- Texto:
——

La aplicación del segundo principio da para un debate interminable, pero seguramente se podría defender un enorme espacio de libertad a partir de él. Pero me interesa concentrarme en ese espacio de libertades que no está sujeto a consideraciones ulteriores. Mucho del debate político, más allá de la teoría rawlsiana, tiene que ver precisamente con cuáles son las libertades que agrupamos bajo el “primer principio” y cuáles bajo el segundo. Un ejemplo actual para ilustrar, más allá de las armonías obvias, la potencial tensión entre libertad e igualdad es el debate respecto del financiamiento compartido. Su existencia permite que los padres puedan aportar, con un tope, a la educación de sus hijos un monto adicional al subsidio escolar. Ese aporte es obligatorio en los colegios que adoptan esta modalidad, pero los padres pueden elegir si quieren enviar ahí a sus hijos. En la actualidad hay un rango amplio de cobros, de modo que la inversión por niño permitida por nuestro sistema educacional puede diferir de modo significativo de un estudiante a otro. Aunque el Estado puede actuar para limitarla a través del diseño del sistema de financiamiento escolar, es obvio que puede producirse una desigualdad de inversión. ¿Deberían tener los padres, a pesar de esta eventual desigualdad, la libertad para aportar a la educación de sus hijos? Es evidente que esta discusión se restringe al ámbito de la educación que el Estado contribuye a financiar. Más allá de pequeños círculos académicos, no parece tener sustento la idea de extender la prohibición de aportar a la educación particular pagada. De buenas a primeras el segundo principio no ayuda. Es difícil argumentar que la libertad de aportar va a beneficiar a los menos aventajados (aunque es una defensa que se puede hacer, porque “libera” recursos públicos que se pueden emplear para mejorar el financiamiento de éstos). Con todo, si la apelación a los aventajados se refiere a los estudiantes que asisten a la educación particular pagada, que invierten en promedio alrededor de 5 mil 500 dólares al año (gráfico 1), el financiamiento compartido, al permitir a amplios sectores de la población reducir la brecha de inversión con los más acomodados, podría defenderse, sin duda forzándolo, a partir del principio de diferencia. Esta reflexión sería innecesaria si reconociéramos esta libertad como parte del primer principio, pero eso pasa por un debate político que es el que precisamente estamos teniendo.
En salud pasa otro tanto. Para garantizar el acceso a la salud, nuestra legislación establece la obligación de entregar una cotización. Así, cada persona dispone de montos diferentes para contratar un sistema de salud y los aseguradores privados responden mediante una multiplicidad de planes para acomodarse a la realidad socioeconómica de cada una de las familias. Inevitablemente, los resultados de este diseño institucional están mediados por los ingresos de las personas.

——

- Información mostrada:
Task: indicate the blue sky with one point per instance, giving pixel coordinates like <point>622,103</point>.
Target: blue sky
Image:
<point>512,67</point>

——

- Problema planteado 1:
En el texto sobre libertad e igualdad, reescribe el pasaje que comienza en "En salud pasa" y acaba en "de las personas.", sustituyendo "cotización" por "contribución".
- Problema planteado 2:
Retoma el texto sobre libertad e igualdad justo después de su última oración y continúalo.

- Resultado 1:
En salud pasa otro tanto. Para garantizar el acceso a la salud, nuestra legislación establece la obligación de entregar una contribución. Así, cada persona dispone de montos diferentes para contratar un sistema de salud y los aseguradores privados responden mediante una multiplicidad de planes para acomodarse a la realidad socioeconómica de cada una de las familias. Inevitablemente, los resultados de este diseño institucional están mediados por los ingresos de las personas.

- Resultado 2:
Si, en cambio, la obligación impuesta por el Estado en lugar de ser un porcentaje del ingreso, fuese la contratación de un plan definido por las autoridades, se lograría un resultado más igualitario en salud. Pero compliquemos un poco las cosas; supongamos que se puede elegir el oferente de este plan. Es bastante plausible suponer que ofrecerán servicios complementarios que harían reaparecer el peso del ingreso familiar en el nivel de atención de salud. Alguien podría pensar que la solución es prohibir entonces los planes complementarios o definitivamente que exista un único asegurador del Estado. Sin embargo, esto apenas puede atenuar el problema. Después de todo, siempre podrán contratarse servicios adicionales pagando directamente, al margen del marco definido por el Estado. ¿Cuál es el espacio de libertad que nos reconocemos aquí sin que ello nos lleve de nuevo a discutir sobre el impacto en igualdad? ¿Qué reservamos para el primer principio? No cabe duda que en áreas como educación y salud, para nombrar las más emblemáticas, estamos en una discusión de reequilibrio de los balances previos alcanzados entre libertad e igualdad.
Este debate, que es conceptual, pero con efectos prácticos, tiene una reflejo en el diseño de la política social. Se plantea, en la práctica, sustituir el gasto privado (marcado por los ingresos y, por tanto, desigual) por recursos públicos financiados a través de impuestos ojalá progresivos. Se describe también como el reemplazo de la política social focalizada por una universal. Claro que sin las cargas tributarias observadas en otros países y, por tanto, sin el volumen de transferencias monetarias contempladas en esos países. Esto sólo puede conducir a frustración, como de hecho ya está ocurriendo. Usamos para compararnos en desigualdad el índice Gini después de impuestos y transferencias. En Chile es poco más de 0,5 y al interior de la OCDE nos comparamos con otros que tienen un Gini en torno a 0,3 (gráfico 2).
¿Qué estamos haciendo mal? Miremos por un momento el Gini antes de impuestos y transferencias (gráfico 3). Chile sigue alto, pero hay países de la OCDE similares a nosotros y, por lo tanto, la situación de desigualdad se ve menos dramática. ¿Cómo explicar esto? Pues bien, que los países de la OCDE –en general– gastan mucho en transferencias focalizadas que logran esas mejoras en el Gini. Pero nuestra política social invierte poco en transferencias y no ha sido diseñada para esos propósitos. Los programas típicos para esos propósitos: el subsidio de cesantía, el subsidio al empleo, los subsidios familiares e incluso el pilar solidario de pensiones son modestos. Por cierto, también influye nuestra baja carga tributaria, pero también invertimos más en términos relativos en especies antes que en dinero respecto de otros países de la OCDE. Vivienda es un buen ejemplo.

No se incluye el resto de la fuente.